* _Reading passage_:
----

Overcoming Challenges to Reap the Rewards 

Organizationally, enterprises may encounter roadblocks when looking to integrate processes that nurture curiosity. One of the most significant challenges includes complacency among leaders like CEOs, according to Tiger Tyagarajan, senior advisor at the Boston Consulting Group (BCG), and Martin Reeves, managing director and senior partner, chairman of the BCG Henderson Institute, in The Value of Being a Curious CEO.

Additional deterrents are siloed business functions that prioritize the optimizations of business parts rather than reimagined by curiosity as a whole; too much focus on direct returns rather than pursuing innovation fueled by “what could be”; and regimented goal setting that inhibits exploration.

When the restraints are freed, the trait can often unveil unanticipated benefits. For example, Kholodenko recalls a generative AI use case through which the company looked to gain insights into lost consumers.

----

* _Data to examine_:
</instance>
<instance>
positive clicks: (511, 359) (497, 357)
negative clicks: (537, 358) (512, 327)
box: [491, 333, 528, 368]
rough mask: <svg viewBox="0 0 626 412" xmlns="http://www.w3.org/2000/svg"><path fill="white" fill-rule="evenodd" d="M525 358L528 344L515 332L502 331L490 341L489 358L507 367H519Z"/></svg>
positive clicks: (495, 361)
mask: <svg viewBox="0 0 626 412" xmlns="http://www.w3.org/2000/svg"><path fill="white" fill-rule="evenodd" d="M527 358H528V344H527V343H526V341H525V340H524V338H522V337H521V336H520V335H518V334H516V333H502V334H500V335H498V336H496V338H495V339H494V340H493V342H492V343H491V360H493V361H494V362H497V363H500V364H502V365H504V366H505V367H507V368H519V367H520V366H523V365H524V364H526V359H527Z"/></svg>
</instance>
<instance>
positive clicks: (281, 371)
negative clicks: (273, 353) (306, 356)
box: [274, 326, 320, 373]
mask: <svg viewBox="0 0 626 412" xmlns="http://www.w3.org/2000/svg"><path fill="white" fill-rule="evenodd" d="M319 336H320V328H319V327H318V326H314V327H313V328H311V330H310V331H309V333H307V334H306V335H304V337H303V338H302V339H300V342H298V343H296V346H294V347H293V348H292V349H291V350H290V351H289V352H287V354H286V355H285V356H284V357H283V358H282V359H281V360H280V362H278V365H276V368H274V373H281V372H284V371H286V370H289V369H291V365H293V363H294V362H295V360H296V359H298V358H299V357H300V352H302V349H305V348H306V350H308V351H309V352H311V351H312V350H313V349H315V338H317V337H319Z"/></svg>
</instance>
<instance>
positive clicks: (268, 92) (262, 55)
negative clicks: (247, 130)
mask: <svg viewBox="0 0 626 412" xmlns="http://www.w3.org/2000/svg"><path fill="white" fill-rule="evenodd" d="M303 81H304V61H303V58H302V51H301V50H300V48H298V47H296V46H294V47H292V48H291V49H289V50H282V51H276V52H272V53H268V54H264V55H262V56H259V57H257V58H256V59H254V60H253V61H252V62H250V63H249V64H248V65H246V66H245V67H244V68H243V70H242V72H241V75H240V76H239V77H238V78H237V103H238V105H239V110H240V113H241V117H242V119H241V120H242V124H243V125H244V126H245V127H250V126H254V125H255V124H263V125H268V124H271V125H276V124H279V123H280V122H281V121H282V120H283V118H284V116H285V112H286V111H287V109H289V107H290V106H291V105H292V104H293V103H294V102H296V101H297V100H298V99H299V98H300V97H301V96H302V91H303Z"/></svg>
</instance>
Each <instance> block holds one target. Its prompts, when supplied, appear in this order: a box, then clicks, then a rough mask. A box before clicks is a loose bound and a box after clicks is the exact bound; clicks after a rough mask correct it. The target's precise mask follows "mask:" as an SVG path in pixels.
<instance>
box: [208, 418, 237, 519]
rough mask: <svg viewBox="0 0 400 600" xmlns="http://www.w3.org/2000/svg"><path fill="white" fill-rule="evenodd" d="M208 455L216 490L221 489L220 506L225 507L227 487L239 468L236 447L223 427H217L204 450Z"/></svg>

----

* _Exercise requirements_: Pick up the passage on curiosity in business after its last sentence and keep writing it. These items have nothing to do with the passage on curiosity in business.

* _Result for this task_:
By feeding the AI information about key customers, the technology could identify their reasons for leaving. And while 90 responses might not be useful, and maybe eight have already been explored, sometimes the one or two left are “eye-opening in terms of risk management and creating the future that not only prevents these scenarios but rather transforms them into business opportunities.”

Balancing innovation and efficiency with exploration helps foster a structured approach to curiosity within a defined framework such as an innovation funnel, he says.

“This encourages teams to explore and pilot new ideas within clear parameters while aligning with business goals,” says Kholodenko. “Throughout the innovation funnel, regular checkpoints and prioritization of work based on measurable impact help to drive tangible value from exploration efforts.”